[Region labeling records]
* start *

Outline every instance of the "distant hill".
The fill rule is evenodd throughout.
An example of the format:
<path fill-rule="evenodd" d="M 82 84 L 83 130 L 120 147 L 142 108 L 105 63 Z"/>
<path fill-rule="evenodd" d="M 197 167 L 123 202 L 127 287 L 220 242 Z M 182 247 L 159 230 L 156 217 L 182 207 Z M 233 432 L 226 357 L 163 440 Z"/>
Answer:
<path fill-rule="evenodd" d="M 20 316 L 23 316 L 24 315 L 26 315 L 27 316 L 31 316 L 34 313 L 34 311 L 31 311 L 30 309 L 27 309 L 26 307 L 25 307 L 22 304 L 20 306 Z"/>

* end *

Copy out every one of the records above, word for word, without changing a thing.

# TASK RESPONSE
Outline every instance of the "distant hill".
The fill rule is evenodd throughout.
An example of the format:
<path fill-rule="evenodd" d="M 82 84 L 83 130 L 120 147 L 142 108 L 105 63 Z"/>
<path fill-rule="evenodd" d="M 197 167 L 123 202 L 127 287 L 220 242 Z M 182 247 L 159 230 L 156 217 L 182 207 Z M 233 432 L 226 357 L 163 440 Z"/>
Answer:
<path fill-rule="evenodd" d="M 20 316 L 23 316 L 24 315 L 26 315 L 27 316 L 31 316 L 34 313 L 34 311 L 31 311 L 30 309 L 27 309 L 26 307 L 25 307 L 22 304 L 20 306 Z"/>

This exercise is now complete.